■ TASK SET
1 - In the excerpt on DUSP4 and doxorubicin resistance in gastric cancer, what share of cancer deaths worldwide is gastric cancer said to account for?
2 - Write the next part of the excerpt on DUSP4 and doxorubicin resistance in gastric cancer, picking up after its final sentence.

Segment Start: EXTRACT

1Department of General Surgery, The Affiliated Drum Tower Hospital of Nanjing University Medical School, Nanjing 210008, Jiangsu Province, China
2Department of Laboratory Medicine, Sir Run Run Hospital, Nanjing Medical University, Nanjing, 210000, Jiangsu Province, China
3Department of Gastroenterology, The Afflicted Drum Tower Hospital, Nanjing University Medical School, Nanjing 210008, Jiangsu Province, China
*These authors have contributed equally to this work
Correspondence to:
Xuefeng Xia, email: [email protected]
Wenxian Guan, email: [email protected]
Keywords: chemoresistance, doxorubicin, DUSP4, epithelial-mesenchymal transition, gastric cancer
Received: August 08, 2017 Accepted: September 03, 2017 Published: October 04, 2017
ABSTRACT
Chemoresistance limits treatment efficacy in gastric cancer and doxorubicin resistance is common in gastric cancer cells. Dual specificity phosphatase 4 (DUSP4) has been associated with tumor progression. This study aimed to investigate the mechanism of DUSP4 regulating doxorubicin resistance in gastric cancer cells. Cell Counting Kit-8 (CCK-8) and 5-ethynyl-2′-deoxyuridine (EdU) incorporation assay were used to measure cell viability and proliferation in gastric cancer cells treated with doxorubicin. The expression of DUSP4, E-cadherin and Vimentin protein was detected by Western blotting. Overexpression of DUSP4 was more resistant to doxorubicin in gastric cancer cells. Knockdown of DUSP4 increased the sensitivity of gastric cancer cells to doxorubicin. Moreover, up-regulation of DUSP4 promoted the Epithelial-Mesenchymal Transition (EMT) in gastric cancer cells, but blocking the EMT using a Twist siRNA increased the sensitivity of gastric cancer cells to doxorubicin and confirmed the EMT was involved in DUSP4-mediated doxorubicin resistance. These findings demonstrated that DUSP4 could enhance doxorubicin resistance by promoting EMT in gastric cancer cells.
INTRODUCTION
Gastric cancer (GC) is one of the most common digestive system malignancies and has a high mortality rate, accounting for approximately 9% of cancer deaths worldwide [1]. Most patients with newly diagnosed GC have advanced stage disease that is not resectable [2, 3]. Moreover, patients who undergo complete tumor resection have a high risk of recurrence [4]. Chemotherapy has been widely adopted to prolong survival in patients with advanced GC. However, the overall survival rate of advanced GC remains unsatisfactory due to the development of multidrug resistance [5, 6]. Therefore, the mechanisms underlying chemotherapy resistance in GC are of major interest.

Segment End: EXTRACT
Segment Start: INPUT DATA

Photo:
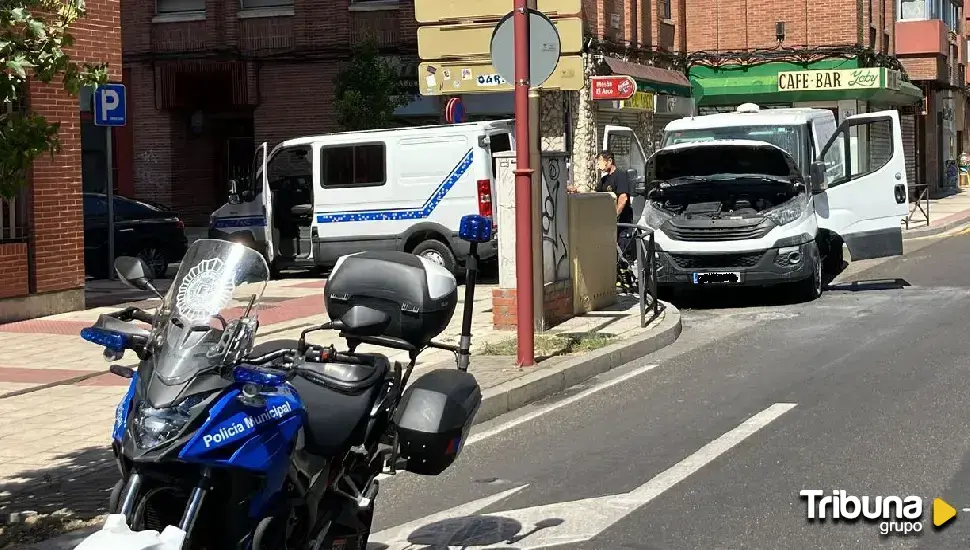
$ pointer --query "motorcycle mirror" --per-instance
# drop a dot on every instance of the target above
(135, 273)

Segment End: INPUT DATA
Segment Start: INPUT DATA

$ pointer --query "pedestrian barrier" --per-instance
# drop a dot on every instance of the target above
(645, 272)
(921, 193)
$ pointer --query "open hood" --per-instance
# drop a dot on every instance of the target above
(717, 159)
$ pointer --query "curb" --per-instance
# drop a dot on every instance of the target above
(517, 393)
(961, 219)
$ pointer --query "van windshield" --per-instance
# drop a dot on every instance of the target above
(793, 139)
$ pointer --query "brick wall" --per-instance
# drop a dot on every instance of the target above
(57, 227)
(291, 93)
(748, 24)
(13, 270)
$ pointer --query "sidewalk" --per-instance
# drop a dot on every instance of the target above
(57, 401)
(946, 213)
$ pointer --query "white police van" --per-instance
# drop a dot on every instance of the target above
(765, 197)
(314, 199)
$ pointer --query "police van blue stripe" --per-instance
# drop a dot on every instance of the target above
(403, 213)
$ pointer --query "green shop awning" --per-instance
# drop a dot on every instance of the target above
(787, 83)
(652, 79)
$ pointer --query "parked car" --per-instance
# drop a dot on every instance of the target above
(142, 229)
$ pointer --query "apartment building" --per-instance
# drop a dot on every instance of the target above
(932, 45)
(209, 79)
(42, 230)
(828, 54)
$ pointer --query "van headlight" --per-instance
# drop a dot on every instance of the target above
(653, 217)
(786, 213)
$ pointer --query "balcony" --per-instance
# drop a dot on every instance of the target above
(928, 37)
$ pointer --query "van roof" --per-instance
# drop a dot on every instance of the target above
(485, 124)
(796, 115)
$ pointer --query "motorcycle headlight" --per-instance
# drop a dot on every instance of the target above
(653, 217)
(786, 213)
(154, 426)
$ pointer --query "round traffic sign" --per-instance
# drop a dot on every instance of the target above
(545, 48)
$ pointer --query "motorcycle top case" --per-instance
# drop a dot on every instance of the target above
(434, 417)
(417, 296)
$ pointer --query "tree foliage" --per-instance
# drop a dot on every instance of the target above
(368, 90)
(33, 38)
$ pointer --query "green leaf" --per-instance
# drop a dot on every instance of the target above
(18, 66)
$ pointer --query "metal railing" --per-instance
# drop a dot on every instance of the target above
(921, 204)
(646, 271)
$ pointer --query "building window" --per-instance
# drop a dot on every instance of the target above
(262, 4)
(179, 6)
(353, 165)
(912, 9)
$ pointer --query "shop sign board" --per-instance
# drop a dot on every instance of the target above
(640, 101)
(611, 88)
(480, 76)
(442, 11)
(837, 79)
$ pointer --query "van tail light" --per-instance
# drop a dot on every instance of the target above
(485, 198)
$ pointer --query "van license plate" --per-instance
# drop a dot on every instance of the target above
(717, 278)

Segment End: INPUT DATA
Segment Start: INPUT DATA

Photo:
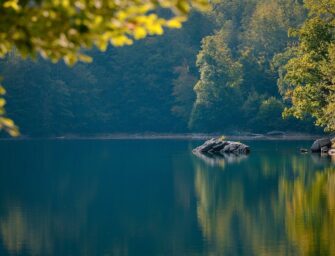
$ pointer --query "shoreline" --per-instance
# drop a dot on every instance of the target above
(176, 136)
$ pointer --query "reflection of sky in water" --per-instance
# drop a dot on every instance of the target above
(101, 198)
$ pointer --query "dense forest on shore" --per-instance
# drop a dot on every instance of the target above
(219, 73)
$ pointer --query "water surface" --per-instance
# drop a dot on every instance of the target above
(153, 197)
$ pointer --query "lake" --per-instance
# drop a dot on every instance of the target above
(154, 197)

Segment End: INPUT DATA

■ ANSWERS FOR THE EXERCISE
1 - Approximately 9%.

2 -
Doxorubicin (DOX) is an anthracycline-based chemotherapeutic agent that has been used as the gold-standard therapy for advanced GC since 1980 [7]. However, DOX-based regimens are not currently recommended as a first-line chemotherapy strategy for GC due to frequent development of resistance and poor efficacy. The epithelial-to-mesenchymal transition (EMT) is a major mechanism associated with drug resistance. The EMT has been reported to promote cancer cell metastasis and resistance to chemotherapy [8, 9]. Recent studies demonstrated that the frequent acquisition of DOX resistance in cancer may be related to the EMT [10–14]. The protein alterations that occur during the EMT include a loss of epithelial markers, such as E-cadherin, and acquisition of mesenchymal markers, such as vimentin [15]. Several studies have investigated the relationship between the EMT and DOX-resistance in GC, and many factors involved in EMT mediated DOX-resistance have been discovered [16, 17]. However, the precise mechanisms by which the EMT is associated with DOX-resistance have not yet been fully uncovered.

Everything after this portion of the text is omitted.